• [OBJECTIVE]: Reproduce word for word the section of the listing below that starts with the line containing "Outline crowd of people above." and ends with the line containing "254, 203, 273, 225", including both of those lines.

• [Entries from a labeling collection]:
** Begin **

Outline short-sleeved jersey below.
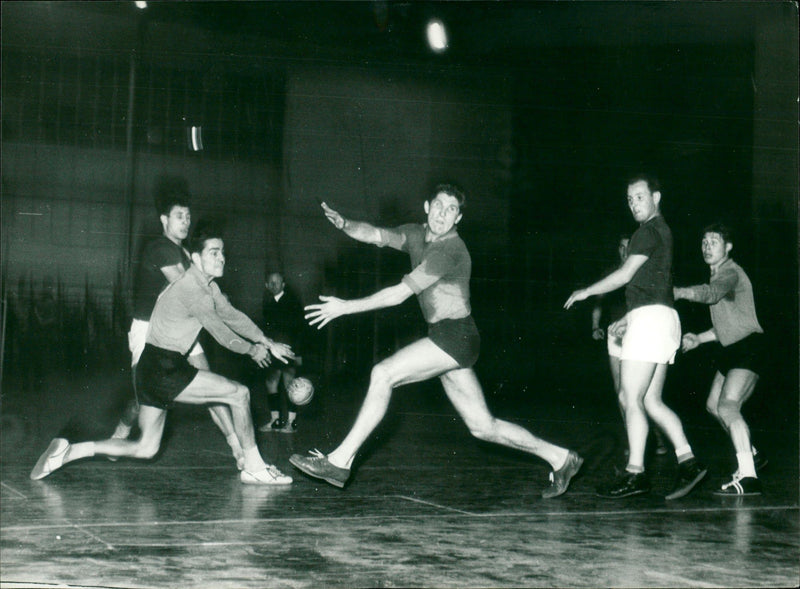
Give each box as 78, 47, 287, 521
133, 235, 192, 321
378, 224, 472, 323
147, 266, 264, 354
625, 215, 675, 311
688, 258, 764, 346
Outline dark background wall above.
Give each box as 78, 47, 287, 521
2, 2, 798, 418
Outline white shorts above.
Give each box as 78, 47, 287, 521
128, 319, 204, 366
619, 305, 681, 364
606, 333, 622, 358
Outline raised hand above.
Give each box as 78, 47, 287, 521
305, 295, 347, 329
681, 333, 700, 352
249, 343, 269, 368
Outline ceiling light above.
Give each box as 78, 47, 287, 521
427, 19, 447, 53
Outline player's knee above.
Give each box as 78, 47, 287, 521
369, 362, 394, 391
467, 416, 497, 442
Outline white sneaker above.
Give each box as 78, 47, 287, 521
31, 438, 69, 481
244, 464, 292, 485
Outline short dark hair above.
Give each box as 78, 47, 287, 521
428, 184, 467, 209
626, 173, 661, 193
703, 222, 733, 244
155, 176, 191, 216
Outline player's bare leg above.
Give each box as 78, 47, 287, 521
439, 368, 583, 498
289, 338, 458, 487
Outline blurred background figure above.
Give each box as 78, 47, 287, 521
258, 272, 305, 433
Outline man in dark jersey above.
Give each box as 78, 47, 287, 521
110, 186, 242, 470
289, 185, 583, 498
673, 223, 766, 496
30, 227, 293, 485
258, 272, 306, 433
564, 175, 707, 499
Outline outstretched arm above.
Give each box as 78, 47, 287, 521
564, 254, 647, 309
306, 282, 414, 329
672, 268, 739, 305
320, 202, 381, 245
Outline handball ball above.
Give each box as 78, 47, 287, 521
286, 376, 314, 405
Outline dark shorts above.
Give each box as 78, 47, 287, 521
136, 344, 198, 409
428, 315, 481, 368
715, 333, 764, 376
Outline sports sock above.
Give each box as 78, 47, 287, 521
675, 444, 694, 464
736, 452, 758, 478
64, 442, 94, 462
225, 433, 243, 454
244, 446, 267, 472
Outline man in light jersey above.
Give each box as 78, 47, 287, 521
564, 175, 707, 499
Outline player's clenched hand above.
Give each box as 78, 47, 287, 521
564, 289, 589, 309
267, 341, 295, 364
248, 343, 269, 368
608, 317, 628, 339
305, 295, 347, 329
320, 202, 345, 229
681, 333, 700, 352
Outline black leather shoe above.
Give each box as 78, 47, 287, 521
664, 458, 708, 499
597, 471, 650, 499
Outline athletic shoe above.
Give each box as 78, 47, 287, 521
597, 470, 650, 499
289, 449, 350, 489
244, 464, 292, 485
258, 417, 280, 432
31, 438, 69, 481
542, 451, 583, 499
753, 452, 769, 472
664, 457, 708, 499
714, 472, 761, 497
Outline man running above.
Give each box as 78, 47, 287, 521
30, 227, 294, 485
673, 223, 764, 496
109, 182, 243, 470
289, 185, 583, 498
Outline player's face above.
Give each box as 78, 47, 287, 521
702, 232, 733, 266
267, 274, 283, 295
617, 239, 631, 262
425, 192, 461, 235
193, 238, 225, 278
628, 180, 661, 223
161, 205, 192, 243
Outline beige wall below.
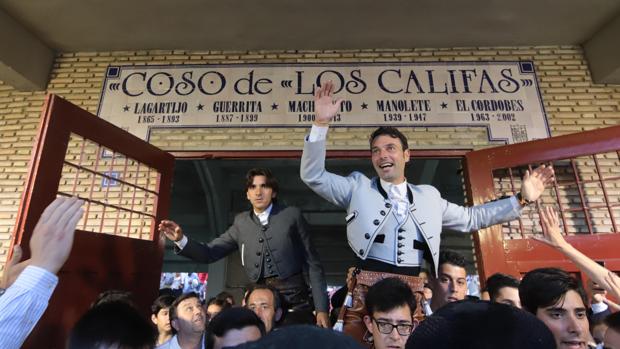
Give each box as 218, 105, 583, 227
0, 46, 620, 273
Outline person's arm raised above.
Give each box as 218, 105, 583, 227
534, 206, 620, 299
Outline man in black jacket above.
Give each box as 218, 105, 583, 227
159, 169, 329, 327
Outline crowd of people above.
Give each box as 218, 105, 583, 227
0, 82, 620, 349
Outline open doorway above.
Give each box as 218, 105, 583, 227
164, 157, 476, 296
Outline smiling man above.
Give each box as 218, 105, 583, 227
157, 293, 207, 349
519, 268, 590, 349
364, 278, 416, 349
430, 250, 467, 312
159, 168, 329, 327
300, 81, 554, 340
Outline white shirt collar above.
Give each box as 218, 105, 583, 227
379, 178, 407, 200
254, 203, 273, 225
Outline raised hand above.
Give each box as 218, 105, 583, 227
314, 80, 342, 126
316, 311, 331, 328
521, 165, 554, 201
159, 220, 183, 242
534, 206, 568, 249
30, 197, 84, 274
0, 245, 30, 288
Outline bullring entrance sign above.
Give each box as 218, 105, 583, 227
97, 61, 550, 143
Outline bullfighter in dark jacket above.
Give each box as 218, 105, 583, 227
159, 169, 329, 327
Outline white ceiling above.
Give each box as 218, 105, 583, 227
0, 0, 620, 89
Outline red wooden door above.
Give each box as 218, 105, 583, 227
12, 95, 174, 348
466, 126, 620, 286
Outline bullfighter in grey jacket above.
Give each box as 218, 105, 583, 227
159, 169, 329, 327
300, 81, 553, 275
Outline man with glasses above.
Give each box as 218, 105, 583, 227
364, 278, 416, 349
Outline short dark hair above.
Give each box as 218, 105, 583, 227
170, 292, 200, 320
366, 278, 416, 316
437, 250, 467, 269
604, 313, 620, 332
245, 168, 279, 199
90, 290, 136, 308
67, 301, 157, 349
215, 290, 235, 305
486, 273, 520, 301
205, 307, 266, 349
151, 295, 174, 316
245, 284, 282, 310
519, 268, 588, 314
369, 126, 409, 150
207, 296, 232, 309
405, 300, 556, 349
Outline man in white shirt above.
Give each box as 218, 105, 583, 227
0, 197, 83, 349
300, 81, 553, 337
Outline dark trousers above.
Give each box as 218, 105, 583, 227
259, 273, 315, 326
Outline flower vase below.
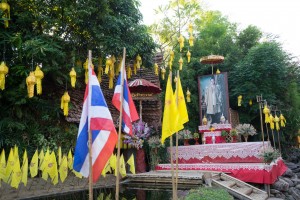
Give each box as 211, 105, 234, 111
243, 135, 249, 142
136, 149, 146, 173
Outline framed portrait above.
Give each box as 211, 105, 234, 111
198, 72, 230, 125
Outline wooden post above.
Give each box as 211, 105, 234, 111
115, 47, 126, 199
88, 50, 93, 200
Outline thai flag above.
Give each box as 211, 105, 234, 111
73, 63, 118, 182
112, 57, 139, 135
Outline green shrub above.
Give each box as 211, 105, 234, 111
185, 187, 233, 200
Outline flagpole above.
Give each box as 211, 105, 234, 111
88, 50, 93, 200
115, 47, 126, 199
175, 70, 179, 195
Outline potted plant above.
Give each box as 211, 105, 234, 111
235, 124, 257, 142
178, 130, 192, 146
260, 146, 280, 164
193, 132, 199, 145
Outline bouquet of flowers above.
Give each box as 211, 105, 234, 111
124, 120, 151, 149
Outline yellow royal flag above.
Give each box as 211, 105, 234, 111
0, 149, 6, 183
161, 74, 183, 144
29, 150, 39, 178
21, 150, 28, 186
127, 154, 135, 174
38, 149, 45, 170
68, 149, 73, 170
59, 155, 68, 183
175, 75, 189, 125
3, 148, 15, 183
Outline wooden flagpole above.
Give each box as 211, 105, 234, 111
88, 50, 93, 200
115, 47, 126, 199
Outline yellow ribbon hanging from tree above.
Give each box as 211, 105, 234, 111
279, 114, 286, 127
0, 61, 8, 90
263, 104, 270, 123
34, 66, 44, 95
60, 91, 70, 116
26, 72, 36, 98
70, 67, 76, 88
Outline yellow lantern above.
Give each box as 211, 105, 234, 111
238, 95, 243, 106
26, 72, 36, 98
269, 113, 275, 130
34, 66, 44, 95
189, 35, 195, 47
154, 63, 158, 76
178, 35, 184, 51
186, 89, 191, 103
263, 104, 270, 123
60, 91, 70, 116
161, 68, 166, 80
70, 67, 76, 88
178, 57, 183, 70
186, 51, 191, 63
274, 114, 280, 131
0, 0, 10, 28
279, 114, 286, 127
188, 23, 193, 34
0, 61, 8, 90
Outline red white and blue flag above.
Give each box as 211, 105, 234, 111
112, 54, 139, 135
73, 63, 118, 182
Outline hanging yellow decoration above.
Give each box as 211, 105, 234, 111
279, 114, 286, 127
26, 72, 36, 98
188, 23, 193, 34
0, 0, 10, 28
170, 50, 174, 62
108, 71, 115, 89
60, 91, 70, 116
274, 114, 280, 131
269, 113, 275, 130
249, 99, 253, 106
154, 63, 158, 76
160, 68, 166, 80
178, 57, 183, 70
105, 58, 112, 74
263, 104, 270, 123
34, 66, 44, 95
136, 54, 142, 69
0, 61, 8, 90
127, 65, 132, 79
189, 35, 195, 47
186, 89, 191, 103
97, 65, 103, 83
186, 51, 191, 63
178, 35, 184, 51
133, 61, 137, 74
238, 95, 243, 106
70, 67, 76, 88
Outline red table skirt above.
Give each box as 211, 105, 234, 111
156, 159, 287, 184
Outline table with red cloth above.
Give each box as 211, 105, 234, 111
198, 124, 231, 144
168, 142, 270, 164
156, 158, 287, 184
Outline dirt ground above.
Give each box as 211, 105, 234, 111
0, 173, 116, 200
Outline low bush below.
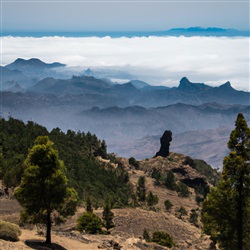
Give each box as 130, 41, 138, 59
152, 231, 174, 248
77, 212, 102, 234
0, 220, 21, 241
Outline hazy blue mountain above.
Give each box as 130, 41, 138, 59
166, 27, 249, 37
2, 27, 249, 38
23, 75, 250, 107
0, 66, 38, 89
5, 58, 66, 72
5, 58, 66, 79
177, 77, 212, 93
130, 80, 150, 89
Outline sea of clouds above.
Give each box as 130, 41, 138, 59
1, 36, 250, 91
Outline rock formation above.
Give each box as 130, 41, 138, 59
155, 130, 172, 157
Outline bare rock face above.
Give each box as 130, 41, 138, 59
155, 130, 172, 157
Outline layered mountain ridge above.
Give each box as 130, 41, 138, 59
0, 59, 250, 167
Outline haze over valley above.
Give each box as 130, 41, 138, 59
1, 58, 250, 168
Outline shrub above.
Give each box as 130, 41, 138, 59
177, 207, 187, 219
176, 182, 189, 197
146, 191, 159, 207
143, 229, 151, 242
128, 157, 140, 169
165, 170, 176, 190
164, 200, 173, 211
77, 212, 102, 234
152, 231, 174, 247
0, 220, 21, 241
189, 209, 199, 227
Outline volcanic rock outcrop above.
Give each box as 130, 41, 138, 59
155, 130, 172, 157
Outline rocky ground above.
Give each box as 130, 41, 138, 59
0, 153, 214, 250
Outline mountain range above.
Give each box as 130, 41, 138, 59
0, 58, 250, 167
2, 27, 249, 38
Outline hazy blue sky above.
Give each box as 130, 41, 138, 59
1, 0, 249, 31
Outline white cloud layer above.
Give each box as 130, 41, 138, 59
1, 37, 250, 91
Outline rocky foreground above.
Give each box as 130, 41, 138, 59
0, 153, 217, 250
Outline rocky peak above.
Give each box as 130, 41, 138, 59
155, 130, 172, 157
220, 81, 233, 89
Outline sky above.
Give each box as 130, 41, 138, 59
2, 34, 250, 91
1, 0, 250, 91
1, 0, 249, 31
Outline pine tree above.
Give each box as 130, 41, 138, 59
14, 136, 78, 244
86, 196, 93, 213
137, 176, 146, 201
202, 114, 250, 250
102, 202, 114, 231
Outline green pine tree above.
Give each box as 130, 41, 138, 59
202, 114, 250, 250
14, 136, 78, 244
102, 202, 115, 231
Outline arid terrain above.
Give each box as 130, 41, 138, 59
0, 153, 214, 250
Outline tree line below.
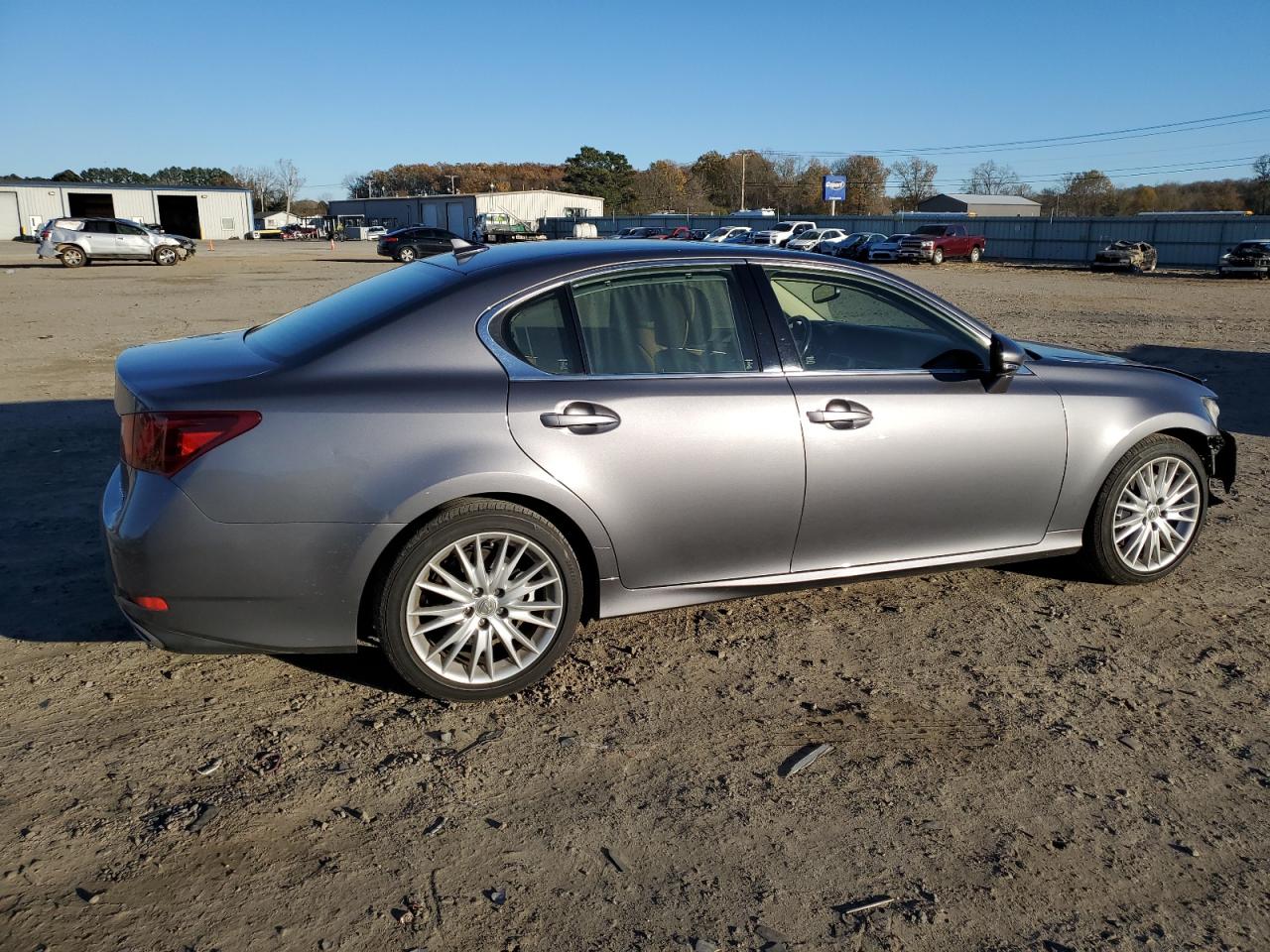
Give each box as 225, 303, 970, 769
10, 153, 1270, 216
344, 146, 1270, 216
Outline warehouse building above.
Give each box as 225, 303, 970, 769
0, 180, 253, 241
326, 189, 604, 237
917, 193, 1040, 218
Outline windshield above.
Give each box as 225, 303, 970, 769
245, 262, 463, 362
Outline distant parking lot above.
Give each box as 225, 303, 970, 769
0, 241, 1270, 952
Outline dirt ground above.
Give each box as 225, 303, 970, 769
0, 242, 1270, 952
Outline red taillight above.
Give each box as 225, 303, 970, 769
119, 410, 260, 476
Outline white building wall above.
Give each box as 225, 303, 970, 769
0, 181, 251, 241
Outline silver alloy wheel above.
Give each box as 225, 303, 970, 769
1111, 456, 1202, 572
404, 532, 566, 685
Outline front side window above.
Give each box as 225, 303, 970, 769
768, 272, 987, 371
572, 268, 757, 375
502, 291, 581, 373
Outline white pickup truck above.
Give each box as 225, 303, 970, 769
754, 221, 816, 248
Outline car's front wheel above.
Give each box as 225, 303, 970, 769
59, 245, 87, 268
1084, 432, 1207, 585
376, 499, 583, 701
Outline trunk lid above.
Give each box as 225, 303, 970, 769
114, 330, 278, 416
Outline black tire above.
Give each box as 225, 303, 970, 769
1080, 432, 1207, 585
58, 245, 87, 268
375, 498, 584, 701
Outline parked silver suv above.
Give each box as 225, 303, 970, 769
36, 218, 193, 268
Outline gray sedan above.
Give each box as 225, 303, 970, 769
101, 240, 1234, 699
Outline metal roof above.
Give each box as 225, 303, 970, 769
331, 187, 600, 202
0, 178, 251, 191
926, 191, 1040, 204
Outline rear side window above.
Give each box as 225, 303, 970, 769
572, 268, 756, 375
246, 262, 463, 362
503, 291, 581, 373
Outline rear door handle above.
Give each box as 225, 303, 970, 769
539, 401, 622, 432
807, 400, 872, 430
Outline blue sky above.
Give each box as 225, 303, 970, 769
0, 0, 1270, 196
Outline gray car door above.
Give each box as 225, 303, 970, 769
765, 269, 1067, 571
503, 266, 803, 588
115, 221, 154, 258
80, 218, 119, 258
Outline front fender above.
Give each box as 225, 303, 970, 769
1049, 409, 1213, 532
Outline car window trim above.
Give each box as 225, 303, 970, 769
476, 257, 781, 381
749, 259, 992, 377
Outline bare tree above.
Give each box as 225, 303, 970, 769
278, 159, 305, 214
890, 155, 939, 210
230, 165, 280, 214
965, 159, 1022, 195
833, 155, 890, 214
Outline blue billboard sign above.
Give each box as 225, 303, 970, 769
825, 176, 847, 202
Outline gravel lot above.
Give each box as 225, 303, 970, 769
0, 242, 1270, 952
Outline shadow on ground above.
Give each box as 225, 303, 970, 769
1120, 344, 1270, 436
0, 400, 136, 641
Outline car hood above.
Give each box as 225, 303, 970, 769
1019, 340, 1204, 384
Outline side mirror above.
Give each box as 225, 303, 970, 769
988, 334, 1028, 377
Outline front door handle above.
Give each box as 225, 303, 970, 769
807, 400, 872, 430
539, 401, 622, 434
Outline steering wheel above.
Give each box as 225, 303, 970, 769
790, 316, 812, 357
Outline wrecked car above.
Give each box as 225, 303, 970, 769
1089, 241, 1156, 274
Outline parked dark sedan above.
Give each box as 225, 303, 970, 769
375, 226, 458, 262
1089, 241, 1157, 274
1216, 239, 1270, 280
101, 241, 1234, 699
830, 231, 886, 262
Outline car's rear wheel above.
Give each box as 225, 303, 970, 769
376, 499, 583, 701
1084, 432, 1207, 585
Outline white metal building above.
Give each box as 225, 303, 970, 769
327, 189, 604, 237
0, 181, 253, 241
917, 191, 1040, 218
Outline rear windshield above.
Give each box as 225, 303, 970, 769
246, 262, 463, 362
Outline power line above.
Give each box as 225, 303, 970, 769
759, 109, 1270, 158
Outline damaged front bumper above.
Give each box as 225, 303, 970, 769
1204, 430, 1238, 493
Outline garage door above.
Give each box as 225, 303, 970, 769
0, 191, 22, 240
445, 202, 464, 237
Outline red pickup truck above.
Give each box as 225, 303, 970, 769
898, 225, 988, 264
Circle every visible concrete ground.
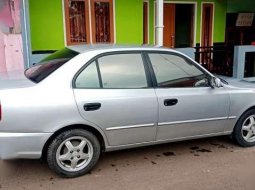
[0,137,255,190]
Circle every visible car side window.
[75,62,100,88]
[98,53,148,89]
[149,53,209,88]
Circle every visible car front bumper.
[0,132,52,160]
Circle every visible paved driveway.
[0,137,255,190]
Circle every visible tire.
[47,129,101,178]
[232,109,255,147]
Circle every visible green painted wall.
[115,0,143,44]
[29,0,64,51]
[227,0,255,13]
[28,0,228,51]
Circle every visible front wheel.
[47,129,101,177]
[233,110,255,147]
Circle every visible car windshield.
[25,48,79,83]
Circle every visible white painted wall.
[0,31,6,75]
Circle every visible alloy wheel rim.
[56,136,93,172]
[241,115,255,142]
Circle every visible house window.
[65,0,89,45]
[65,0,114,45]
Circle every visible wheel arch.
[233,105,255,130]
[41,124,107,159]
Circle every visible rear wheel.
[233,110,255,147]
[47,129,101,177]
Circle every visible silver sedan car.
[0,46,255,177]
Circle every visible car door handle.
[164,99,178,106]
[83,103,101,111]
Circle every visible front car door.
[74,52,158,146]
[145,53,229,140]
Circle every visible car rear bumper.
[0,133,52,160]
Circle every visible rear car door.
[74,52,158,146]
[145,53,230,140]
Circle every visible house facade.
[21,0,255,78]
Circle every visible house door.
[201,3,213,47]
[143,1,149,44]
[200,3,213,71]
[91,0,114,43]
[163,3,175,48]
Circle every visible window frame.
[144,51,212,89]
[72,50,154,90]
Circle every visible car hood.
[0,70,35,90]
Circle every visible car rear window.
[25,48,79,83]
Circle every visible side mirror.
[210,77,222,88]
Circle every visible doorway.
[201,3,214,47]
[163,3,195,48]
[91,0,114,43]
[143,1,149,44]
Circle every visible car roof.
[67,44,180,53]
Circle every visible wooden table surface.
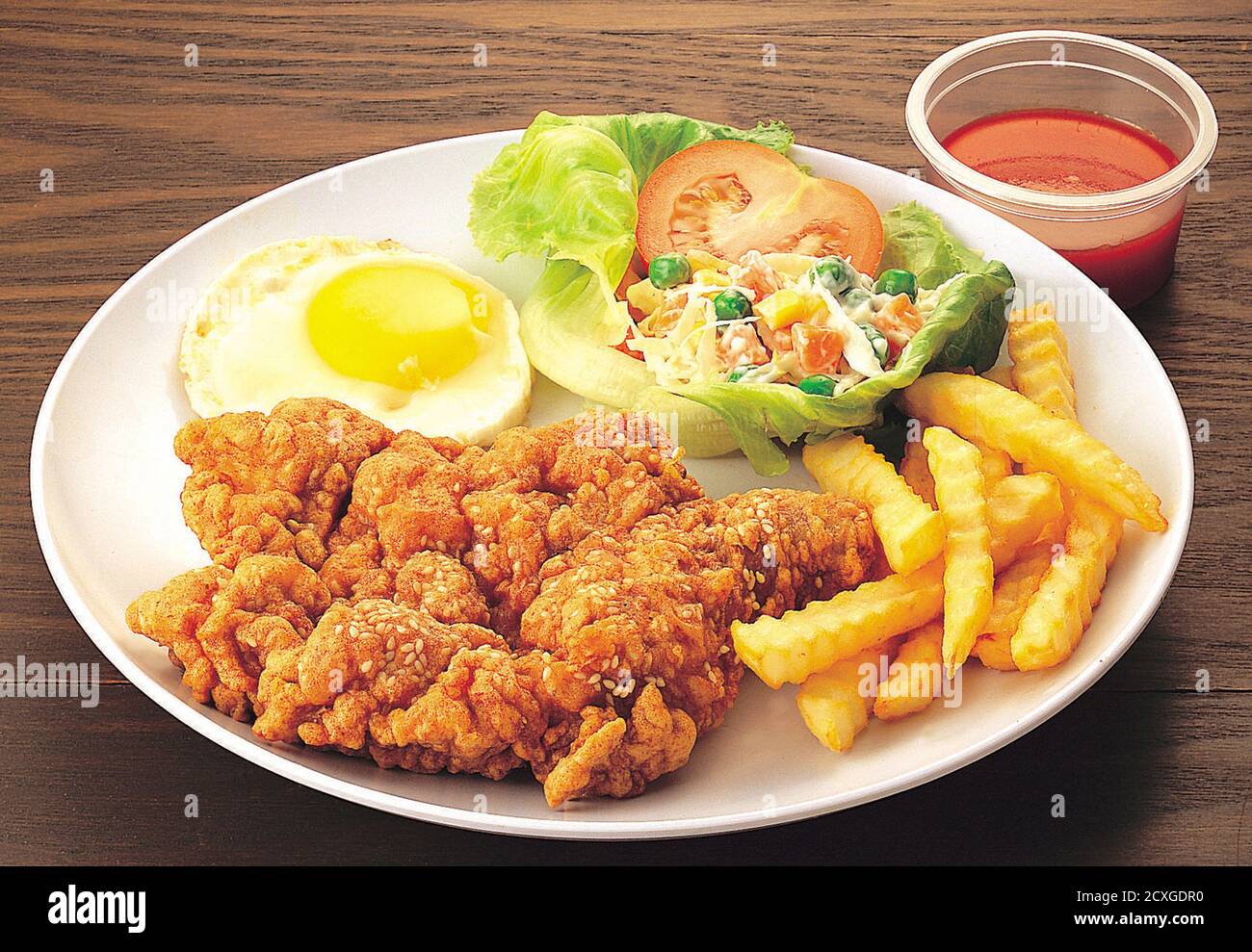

** End **

• [CORRECT ANSWER]:
Outline crowd of people above.
Give each box as 218, 105, 583, 227
0, 82, 620, 349
Outline open doorway above.
Give each box as 218, 105, 583, 227
164, 157, 476, 296
Outline smiling man above.
Give each box as 218, 105, 583, 227
157, 293, 207, 349
519, 268, 590, 349
364, 278, 416, 349
430, 250, 467, 312
159, 168, 329, 327
300, 81, 554, 340
Outline white shirt collar above.
Give each box as 218, 105, 583, 227
379, 178, 407, 200
254, 203, 273, 225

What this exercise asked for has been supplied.